• TASKS FOR THIS EXERCISE:
1/ In the blog post on Geosign and Yellow Pages publishers, return the passage from "Investors are right.  Still, the" up to and including "print YP market.".
2/ Using the blog post on Geosign and Yellow Pages publishers, answer these:
(a) What common name does the post give to the method of running sites that exist to serve ads?
(b) Which domain is named as one that Marchex operates?
(c) By how much has R.H. Donnelley's market value dropped in the past year?
3/ Write the next part of the blog post on Geosign and Yellow Pages publishers, starting after its final sentence.

• TEXT EXTRACT:
-- BEGIN --
Geosign of the Apocalypse

From Canada’s Financial Post, here’s an interesting summing-up of last year’s Geosign implosion, courtesy of Ahmed Farooq of iBegin.

(Alas, I had skipped over an earlier post on this topic from Peter Krasilovsky, so this was mostly news to me.)

The short version: Geosign operated a bunch of domains that existed solely to serve ads.  Some of these sites included ‘real’ content as a cynical fig leaf.

Googlers know how it goes: You search for ‘XYZ’ and click on an ad (or a result) that looks promising, only to land on a site full of more XYZ-related ads — some of which lead to yet more ad sites, the AdSense version of an infinite loop. 

Since advertisers pay by the click, this provides easy money for companies that are willing to waste your time.  ‘Arbitrage’ is the common — rather charitable — name for the method.

Google ultimately cut off Geosign, presumably because it was hurting the value of Google’s ads, and the company fell apart.

As a strategy, arbitrage isn’t so dissimilar from search-engine marketing (SEM), or even from search-engine optimization (SEO); it’s all a matter of degree.  And when your content is advertising, as it is for Yellow Pages sites, the line gets even blurrier.

So what separates Geosign from the rest of the local universe, which also depends heavily on search-engine traffic?  Witness this chart from Hitwise, recently highlighted by Mike Boland at Kelsey:

Chart

It’s arguable that Geosign is just the chart’s reductio ad absurdum.  Obviously we can make distinctions, but I’d be worried if I were above, say, 35% on this chart and I weren’t Google or Yahoo.

OK, it’s definitely impressive that Local.com gets more of its traffic from search engines than does either Yahoo Local or Google Maps.  Probably the same is true of Marchex, which operates domains like 20176.com.

But if Google and Yahoo want to move their own bars to the right, they can easily do so.  It’ll come from the hide of Local.com, Marchex and similar companies.

And one big lesson of Geosign, scary and refreshing both, is that Google is willing to nuke a 9-digit business overnight.

Time, tide and the print YP

King Canute

R.H. Donnelley, the big Yellow Pages publisher, has lost more than 90% of its market value in the past year — much of it since last week, when it revised its 2008 outlook and announced the resignation of Jake Winebaum, head of its digital operation.  The traded part of the company is now worth about $400 million, vs. $4 billion a year ago.

Same thing, more or less, for competitor Idearc: Down about 85% in the past year.

These are astonishing votes of no-confidence in what are, after all, profitable companies with billions in revenue.  Seems like a few things could be happening:

Investors are overreacting.  YP companies will get punished by the economy, just like everyone else, but then they’ll recover.

Investors are overreacting.  Sure, YP companies are in a secular decline, but it’s slow & there’s no reason to panic.

Investors are right.  Still, the problem is with these specific over-leveraged companies, or the US market, or something else — not the global print YP market.

Investors are right.  For print YP, this is the last stop before oblivion.

In the world of local experts,  all of whom I respect, no one takes the extreme view: See Greg Sterling, John Kelsey, Perry Evans.  The consensus is that we’re looking at a slow decline — while they ought to get it in gear, YP companies have valuable assets (revenue, sales force, customer relationships) and time to react.

Hard to argue.  And yet … all of this seems weirdly familiar.
-- END --
(Labeled-object pointing records)
-- BEGIN --
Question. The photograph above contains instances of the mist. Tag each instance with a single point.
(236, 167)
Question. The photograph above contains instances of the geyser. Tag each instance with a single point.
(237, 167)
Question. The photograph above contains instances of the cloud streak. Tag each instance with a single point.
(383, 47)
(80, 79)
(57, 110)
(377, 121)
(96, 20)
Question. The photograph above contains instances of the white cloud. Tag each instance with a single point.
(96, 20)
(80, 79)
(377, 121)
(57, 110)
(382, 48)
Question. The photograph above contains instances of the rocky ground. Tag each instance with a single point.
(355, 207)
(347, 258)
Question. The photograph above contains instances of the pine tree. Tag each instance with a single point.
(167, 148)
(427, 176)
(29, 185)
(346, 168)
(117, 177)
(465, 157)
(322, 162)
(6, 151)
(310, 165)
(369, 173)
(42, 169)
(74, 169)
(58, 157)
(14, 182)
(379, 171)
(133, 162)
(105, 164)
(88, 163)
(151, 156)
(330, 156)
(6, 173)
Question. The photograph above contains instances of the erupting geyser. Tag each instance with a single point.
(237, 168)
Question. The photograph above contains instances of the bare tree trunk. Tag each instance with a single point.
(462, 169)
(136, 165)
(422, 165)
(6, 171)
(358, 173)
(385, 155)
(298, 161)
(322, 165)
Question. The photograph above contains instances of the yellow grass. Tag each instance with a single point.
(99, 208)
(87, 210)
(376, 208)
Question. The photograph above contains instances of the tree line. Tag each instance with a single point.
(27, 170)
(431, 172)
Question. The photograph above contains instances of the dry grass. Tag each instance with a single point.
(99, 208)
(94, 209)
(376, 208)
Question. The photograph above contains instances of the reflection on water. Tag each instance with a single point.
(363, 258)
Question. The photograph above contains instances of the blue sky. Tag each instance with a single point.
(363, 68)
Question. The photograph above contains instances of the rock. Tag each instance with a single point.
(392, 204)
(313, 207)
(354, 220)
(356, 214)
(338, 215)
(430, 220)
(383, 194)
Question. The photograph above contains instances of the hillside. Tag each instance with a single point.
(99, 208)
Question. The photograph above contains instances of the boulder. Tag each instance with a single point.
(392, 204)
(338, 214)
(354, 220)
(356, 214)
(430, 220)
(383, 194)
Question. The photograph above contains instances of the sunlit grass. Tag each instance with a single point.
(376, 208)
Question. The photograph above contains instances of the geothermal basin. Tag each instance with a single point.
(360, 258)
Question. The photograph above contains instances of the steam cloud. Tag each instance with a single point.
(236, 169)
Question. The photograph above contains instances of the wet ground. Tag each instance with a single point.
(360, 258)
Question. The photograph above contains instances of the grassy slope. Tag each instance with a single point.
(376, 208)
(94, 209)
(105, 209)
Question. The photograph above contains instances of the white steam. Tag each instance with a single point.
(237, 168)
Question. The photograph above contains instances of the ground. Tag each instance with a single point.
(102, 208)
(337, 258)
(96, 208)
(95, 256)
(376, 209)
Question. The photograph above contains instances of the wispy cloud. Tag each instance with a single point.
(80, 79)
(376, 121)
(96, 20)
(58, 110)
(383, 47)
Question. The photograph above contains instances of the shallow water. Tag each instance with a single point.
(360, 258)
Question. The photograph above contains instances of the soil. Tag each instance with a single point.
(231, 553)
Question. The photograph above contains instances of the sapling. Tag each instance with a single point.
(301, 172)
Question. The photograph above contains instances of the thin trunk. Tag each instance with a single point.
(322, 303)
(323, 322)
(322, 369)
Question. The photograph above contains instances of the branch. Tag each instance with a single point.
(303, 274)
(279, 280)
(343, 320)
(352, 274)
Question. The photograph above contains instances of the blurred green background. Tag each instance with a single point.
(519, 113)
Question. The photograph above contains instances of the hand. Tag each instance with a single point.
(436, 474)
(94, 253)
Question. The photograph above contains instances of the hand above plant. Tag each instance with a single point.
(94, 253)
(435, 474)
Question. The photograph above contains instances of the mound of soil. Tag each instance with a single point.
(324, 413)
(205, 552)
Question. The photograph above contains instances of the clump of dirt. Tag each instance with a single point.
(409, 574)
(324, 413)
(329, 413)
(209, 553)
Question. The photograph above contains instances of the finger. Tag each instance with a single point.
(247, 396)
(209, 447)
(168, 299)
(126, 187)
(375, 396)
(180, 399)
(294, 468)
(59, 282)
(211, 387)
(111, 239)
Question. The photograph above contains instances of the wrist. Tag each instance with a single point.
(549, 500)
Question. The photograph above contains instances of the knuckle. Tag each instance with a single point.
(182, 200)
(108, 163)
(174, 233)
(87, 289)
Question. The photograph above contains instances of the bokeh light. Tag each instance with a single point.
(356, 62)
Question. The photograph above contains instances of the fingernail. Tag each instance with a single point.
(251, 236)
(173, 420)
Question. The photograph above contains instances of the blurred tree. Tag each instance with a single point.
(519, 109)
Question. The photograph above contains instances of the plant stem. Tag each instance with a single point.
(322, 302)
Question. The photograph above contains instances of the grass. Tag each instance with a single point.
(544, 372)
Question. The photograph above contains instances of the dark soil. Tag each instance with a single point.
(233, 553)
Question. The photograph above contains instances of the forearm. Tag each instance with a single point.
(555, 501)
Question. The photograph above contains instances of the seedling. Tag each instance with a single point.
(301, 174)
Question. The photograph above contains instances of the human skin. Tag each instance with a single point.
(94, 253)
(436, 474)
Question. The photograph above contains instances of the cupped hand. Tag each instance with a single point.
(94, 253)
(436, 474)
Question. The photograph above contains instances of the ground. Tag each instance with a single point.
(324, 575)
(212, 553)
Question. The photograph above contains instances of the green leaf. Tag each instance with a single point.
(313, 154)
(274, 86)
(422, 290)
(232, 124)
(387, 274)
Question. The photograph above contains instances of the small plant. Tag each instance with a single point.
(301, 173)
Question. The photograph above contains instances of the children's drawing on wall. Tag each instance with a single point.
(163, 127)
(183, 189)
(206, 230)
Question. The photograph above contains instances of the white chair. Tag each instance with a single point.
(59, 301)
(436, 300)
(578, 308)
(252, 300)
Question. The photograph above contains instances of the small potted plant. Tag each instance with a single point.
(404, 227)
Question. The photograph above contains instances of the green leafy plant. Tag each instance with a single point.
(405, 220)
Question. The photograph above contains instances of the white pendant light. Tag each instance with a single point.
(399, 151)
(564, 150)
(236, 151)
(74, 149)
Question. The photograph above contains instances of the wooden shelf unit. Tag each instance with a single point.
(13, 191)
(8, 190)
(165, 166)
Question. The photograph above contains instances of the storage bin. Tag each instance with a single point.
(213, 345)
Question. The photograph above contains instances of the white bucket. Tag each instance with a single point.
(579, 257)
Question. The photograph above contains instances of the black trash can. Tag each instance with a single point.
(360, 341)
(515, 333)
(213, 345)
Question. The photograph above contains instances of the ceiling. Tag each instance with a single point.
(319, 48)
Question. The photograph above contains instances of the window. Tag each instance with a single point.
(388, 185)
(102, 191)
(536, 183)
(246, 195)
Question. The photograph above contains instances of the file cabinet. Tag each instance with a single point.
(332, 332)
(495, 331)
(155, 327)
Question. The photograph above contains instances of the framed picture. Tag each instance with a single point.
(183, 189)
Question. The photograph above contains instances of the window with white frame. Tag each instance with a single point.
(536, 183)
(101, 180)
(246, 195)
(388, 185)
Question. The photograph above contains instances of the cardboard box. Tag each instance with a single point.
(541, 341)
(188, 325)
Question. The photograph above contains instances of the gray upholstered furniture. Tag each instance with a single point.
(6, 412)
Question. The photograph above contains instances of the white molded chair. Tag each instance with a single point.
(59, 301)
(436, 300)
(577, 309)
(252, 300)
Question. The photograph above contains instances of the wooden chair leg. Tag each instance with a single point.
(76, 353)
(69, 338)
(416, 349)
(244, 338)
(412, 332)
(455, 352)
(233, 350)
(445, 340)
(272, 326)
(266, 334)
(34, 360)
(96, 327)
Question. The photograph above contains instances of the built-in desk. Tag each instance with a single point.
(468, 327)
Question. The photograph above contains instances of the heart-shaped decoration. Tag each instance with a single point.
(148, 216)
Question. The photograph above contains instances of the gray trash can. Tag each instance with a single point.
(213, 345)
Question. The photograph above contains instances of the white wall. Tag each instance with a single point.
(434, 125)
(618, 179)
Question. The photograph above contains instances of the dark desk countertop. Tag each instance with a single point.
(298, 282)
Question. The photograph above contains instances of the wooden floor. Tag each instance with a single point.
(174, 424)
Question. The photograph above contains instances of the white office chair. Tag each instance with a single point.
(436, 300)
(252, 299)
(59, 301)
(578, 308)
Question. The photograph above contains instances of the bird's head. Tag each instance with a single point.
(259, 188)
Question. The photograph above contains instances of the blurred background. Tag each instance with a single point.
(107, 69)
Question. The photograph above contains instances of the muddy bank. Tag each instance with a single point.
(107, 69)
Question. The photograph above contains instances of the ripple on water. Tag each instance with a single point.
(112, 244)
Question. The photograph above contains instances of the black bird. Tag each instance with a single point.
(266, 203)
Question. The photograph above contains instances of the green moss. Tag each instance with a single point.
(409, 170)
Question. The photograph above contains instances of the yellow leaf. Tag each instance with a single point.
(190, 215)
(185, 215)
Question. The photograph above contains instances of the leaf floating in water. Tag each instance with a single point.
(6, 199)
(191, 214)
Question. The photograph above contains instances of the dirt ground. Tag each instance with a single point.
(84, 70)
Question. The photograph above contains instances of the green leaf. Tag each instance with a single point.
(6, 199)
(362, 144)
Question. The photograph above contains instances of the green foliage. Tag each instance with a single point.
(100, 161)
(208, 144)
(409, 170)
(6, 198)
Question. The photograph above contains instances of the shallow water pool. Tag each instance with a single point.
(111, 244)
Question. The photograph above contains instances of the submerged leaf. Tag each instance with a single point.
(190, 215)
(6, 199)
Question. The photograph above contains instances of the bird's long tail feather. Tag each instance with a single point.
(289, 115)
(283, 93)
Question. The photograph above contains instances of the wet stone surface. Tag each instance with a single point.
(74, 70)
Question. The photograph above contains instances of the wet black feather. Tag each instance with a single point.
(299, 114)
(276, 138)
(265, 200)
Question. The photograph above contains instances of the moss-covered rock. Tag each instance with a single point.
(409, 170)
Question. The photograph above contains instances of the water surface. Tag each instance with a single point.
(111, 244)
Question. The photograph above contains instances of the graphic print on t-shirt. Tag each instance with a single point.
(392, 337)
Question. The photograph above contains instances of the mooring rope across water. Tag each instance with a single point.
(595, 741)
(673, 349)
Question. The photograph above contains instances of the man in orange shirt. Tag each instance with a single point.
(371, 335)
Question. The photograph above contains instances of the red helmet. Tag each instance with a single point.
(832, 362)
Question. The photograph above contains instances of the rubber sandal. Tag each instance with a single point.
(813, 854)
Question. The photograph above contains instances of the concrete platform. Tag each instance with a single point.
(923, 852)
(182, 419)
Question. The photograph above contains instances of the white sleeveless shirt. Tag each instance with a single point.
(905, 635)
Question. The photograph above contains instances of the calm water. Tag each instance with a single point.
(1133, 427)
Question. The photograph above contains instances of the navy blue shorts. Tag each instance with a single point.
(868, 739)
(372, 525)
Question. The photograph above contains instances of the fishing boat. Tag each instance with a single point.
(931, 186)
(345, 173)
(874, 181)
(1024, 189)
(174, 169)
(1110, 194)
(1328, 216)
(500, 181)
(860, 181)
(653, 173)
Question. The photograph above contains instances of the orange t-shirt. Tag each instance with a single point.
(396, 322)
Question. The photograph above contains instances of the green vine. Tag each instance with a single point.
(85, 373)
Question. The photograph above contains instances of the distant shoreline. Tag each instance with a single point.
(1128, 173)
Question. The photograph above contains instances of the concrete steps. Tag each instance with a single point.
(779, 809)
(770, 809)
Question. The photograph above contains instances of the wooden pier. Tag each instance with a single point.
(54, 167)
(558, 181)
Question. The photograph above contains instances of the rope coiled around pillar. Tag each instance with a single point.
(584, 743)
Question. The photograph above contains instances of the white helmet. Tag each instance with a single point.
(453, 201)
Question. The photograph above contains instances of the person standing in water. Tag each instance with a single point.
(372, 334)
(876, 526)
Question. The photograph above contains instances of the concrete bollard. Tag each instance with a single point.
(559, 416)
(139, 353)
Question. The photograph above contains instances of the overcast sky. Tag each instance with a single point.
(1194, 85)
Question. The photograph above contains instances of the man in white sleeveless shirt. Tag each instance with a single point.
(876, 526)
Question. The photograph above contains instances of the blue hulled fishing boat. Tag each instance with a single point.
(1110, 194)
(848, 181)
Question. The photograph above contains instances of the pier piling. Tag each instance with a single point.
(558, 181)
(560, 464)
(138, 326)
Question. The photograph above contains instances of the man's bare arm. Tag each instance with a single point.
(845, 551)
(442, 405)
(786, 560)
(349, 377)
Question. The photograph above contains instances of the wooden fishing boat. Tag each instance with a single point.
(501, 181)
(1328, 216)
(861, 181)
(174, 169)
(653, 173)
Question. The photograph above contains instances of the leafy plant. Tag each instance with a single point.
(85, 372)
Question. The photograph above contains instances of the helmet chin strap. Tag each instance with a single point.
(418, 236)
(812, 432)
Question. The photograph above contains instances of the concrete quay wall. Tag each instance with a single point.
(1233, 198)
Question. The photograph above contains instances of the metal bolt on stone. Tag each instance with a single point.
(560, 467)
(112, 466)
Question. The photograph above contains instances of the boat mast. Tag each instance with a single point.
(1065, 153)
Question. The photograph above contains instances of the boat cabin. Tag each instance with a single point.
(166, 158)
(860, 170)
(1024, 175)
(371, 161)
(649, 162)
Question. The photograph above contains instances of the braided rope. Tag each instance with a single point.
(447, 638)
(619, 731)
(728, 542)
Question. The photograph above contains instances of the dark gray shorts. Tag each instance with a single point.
-- END --
• FINAL RESULTS:
1/
Investors are right.  Still, the problem is with these specific over-leveraged companies, or the US market, or something else — not the global print YP market.

2/
(a) Arbitrage
(b) 20176.com
(c) More than 90%

3/
In late 1989 I joined the Wall Street Journal to report on IBM.  At the time, the computer giant bestrode the technology world, but there were rumblings from upstarts called Intel and Microsoft.

For the longest time, I believed analysts who — even as they acknowledged the upstarts’ importance — talked up IBM’s huge mainframe revenue, its formidable sales force, and its customer relationships.

More recently, I worked for AOL.  Its planned to build something new and valuable while allowing its huge dial-up base (30 million subscribers!) to erode sloooooooowly to broadband.

In both cases, the tide came in far faster and deeper than expected. 

I suspect it’s ever thus: No one here is Canute*, exactly — but when the future is lapping at your feet, big lungs aren’t a viable strategy either.

My gut tells me the tide is coming in quickly for YP publishers. Whatever the stats say about numbers of lookups, I see more & more piles of shrinkwrapped directories that sit for weeks before being tossed.

Only two things are holding back the ocean:

• The lack of a popular tool that makes the Web easier to consult than a phone book.  The iPhone and similar handsets will change this within 18 months.

• Merchants’ failure to realize that their YP ad dollars are buying less and less.  By 2009, this will be impossible to ignore.

What follows will be a real crisis, not just today’s crisis of confidence. 

These companies aren’t 100% print YP, of course.  They include online components.  But they’re fitting things into a print-oriented culture, rather than starting from fundamentals.  Again, it reminds me of IBM, ca. 1990, fitting PCs into its mainframe-oriented strategy.

I visited R.H. Donnelley’s Web site today.  I was greeted by this slogan:

connecting you to the future
building on the past

“Building on the past.”  If I were an investor, I would sell too.  In today’s environment this is an epitaph, not a tagline.

*Aside: So now I read that King Canute was actually making a point to his fawning courtiers.  What use is he, if not as a metaphor?

The Washington Post sure does like Yelp

At least today’s story has a hook: Yelp just announced another round of funding, raising $15 million not because it needs the cash but because, per CEO Jeremy Stoppelman, “it’s a shaky world out there.”  Well, OK.

TechCrunch tosses out a valuation of $200 million on revenue of less than $10 million, and notes (correctly) that Yelp has been on a traffic tear lately.  Still not profitable, says the Post.

One interesting thing was the photo:

This is a local Virginia business giving some TLC to a group of the ‘Yelp Elite,’ which is Yelp’s clubby moniker for those it has anointed as cool kids.

I’m not a fan of the Yelp Elite concept, in part because it works only for twentysomethings, but there’s no doubt it drives engagement.  Smart businesses like this health club in McLean are leveraging that engagement, while Yelp acts as the broker.

I don’t think this strategy will prove cost-effective for Yelp, but it’s definitely interesting to watch.

I continue to be fascinated, too, by the way Yelp has become a platform for self-expression.  Above all, I believe, the ‘Elite’ visits Yelp in order to write artful reviews—not to read them.

It’s a different dynamic than the one we’re trying to tap at Loladex, where the substance of people’s opinions will take precedence over their mode of expression.  We think this will scale better, but it’s certainly tough to argue with how Yelp is doing so far.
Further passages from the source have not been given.